> _Source extract_:
○ ○ ○ ○ ○ ○ ○
Why it matters: To the degree the survey is accurate and reflects a broad global trend, everything from the world's sprawling car industry, to roads and cities themselves, could be on the cusp of a fundamental transformation.
The backdrop: Every carmaker on the planet, large and small, in addition to Wall Street, Silicon Valley and governments, seems united in the conviction that we are all going to abandon the wheel and be driven around by robots.
The trouble is that, apart from a few daredevils abusing (and sometimes crashing) Teslas, there has been little indication to date that a significant number of the world's drivers want such cars.
- But the Axios/SurveyMonkey poll revealed a solid minority of Americans are at least open to considering a purchase — in all age categories through 54. While roughly a third said they were at least somewhat likely to buy one.
As of now, the loudest signal continues to come from the supply side: In a report released Friday, Morgan Stanley analyst Brian Nowak observed that Waymo, Alphabet's autonomous car venture, is scaling up:
- Last week, Waymo committed to buy up to 62,000 Chrysler minivans; that's on top of its agreement with Jaguar to add autonomy to 20,000 all-electric I-Pace SUVs.
- At almost the same time, Softbank announced a $2.25 billion investment in GM's Cruise self-driving division.
- "The AV arms race is heating up," Nowak said.
Yes but, according to the Axios/SurveyMonkey poll, a majority of Americans are scared of autonomous cars:
- 68% are fearful as pedestrians, walking around amid self-driving cars.
○ ○ ○ ○ ○ ○ ○
> _Given records_:
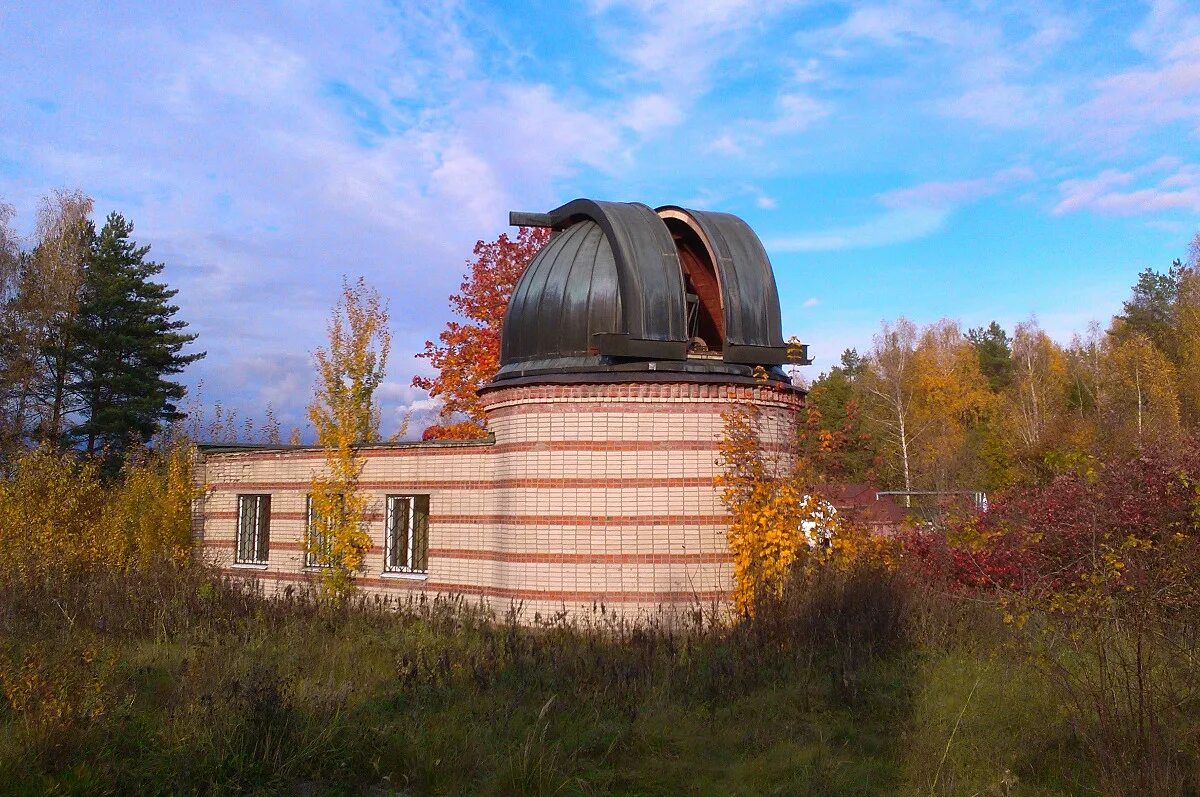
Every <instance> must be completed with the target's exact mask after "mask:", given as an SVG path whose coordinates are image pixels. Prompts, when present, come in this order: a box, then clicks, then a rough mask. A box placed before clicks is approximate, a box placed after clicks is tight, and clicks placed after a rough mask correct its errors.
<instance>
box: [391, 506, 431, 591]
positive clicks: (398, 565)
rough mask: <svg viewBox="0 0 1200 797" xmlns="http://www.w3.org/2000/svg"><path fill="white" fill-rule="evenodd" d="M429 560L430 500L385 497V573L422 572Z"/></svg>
○ ○ ○ ○ ○ ○ ○
> _Problem 1_: From the self-driving car excerpt, extract the stretch from "The backdrop: Every" through "want such cars." word for word.
> _Problem 2_: Continue the self-driving car excerpt from the point where it stops.

> _Answer section 1_:
The backdrop: Every carmaker on the planet, large and small, in addition to Wall Street, Silicon Valley and governments, seems united in the conviction that we are all going to abandon the wheel and be driven around by robots.
The trouble is that, apart from a few daredevils abusing (and sometimes crashing) Teslas, there has been little indication to date that a significant number of the world's drivers want such cars.

> _Answer section 2_:
- 64% said they are fearful as a passenger.
- Only 10% said they would feel extremely or very safe as a passenger or pedestrian.
What they're saying: Stanford University professor Jerry Kaplan writes in the WSJ that the problem is not that people reject risk — they know driving is dangerous. It's that they reject risks that seem bizarre: They do not accept machines making mistakes that a human wouldn't; after all, the machines are supposed to be better. That's ostensibly why we are turning to autonomous cars.
- Kaplan cites an MIT study in which a Google AI system was "duped into mistaking an obvious image of a turtle for a rifle, and a cat for some guacamole."
- In the March death of a pedestrian in Arizona, Uber engineers had disabled an autonomous car's emergency braking system "to reduce the potential for erratic vehicle behavior," said the National Transportation Safety Board, quoted by USAToday.
- The adjustment was to correct for just the sort of bizarre, lurching vehicular accidents that make many consumers fearful.